>> Start

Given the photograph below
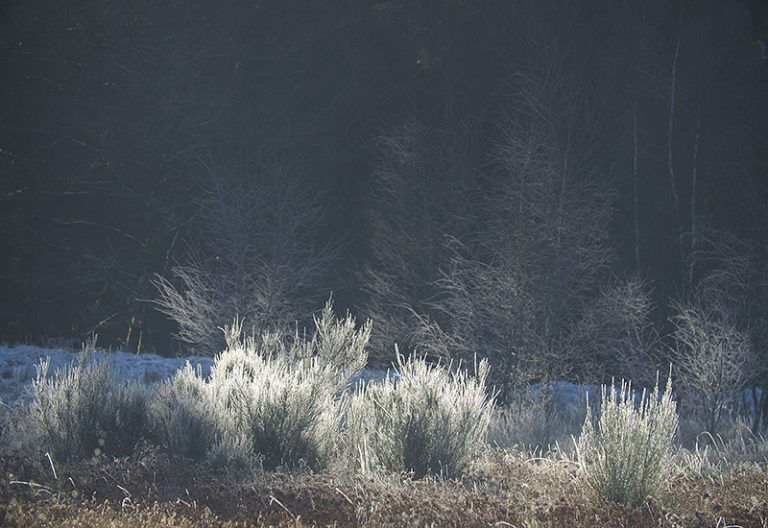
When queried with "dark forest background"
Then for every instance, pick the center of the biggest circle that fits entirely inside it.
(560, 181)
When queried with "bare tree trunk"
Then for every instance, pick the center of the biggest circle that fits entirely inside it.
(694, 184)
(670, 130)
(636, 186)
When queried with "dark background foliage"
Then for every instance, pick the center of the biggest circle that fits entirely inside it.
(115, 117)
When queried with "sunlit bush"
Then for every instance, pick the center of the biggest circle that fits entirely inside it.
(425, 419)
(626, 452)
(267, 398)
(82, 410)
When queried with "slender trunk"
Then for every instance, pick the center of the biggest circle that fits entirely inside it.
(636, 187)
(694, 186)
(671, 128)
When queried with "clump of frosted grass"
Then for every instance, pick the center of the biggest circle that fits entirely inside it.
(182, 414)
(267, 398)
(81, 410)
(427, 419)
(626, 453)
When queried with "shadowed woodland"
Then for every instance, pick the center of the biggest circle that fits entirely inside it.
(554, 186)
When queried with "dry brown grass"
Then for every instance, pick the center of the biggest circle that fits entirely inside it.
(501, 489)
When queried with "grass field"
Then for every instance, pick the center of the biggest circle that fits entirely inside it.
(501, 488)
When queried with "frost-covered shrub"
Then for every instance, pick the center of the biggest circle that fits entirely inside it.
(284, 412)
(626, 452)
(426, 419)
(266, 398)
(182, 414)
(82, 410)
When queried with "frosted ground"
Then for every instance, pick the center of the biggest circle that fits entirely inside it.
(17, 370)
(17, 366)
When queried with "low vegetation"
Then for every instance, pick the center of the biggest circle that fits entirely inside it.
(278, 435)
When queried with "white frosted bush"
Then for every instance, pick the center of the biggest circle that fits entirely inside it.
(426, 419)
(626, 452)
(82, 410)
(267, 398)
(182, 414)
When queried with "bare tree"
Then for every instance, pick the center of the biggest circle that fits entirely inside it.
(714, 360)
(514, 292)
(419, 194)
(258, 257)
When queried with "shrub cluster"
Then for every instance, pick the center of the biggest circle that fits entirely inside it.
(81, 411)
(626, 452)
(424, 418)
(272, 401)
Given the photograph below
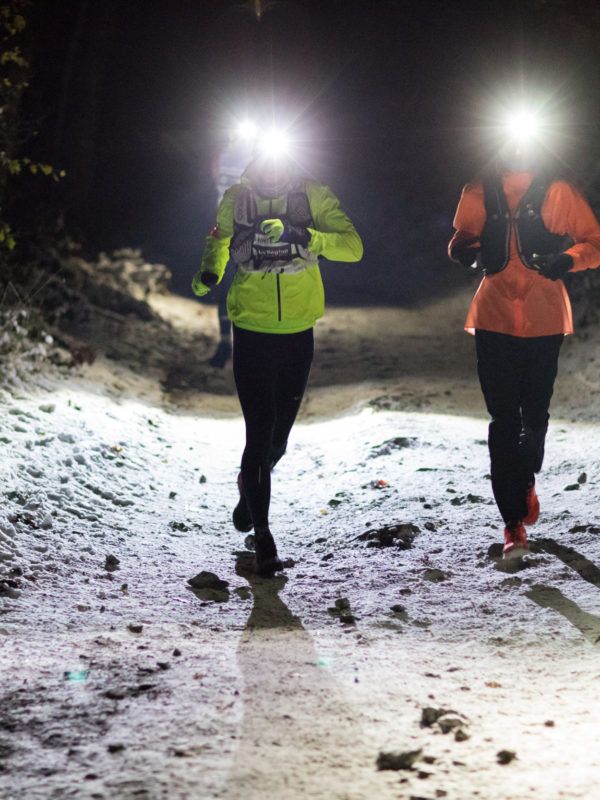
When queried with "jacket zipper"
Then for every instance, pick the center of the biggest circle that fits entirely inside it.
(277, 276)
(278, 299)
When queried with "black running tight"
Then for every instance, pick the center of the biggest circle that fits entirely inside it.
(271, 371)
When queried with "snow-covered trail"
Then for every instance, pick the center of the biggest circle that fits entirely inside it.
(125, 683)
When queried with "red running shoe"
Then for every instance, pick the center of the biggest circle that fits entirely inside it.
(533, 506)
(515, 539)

>> End

▸ **WHAT IS ASKED**: Give the number of lines in the records above that contain the string "grass". Reply with that number only.

▸ **SOLUTION TO THIS TASK**: 3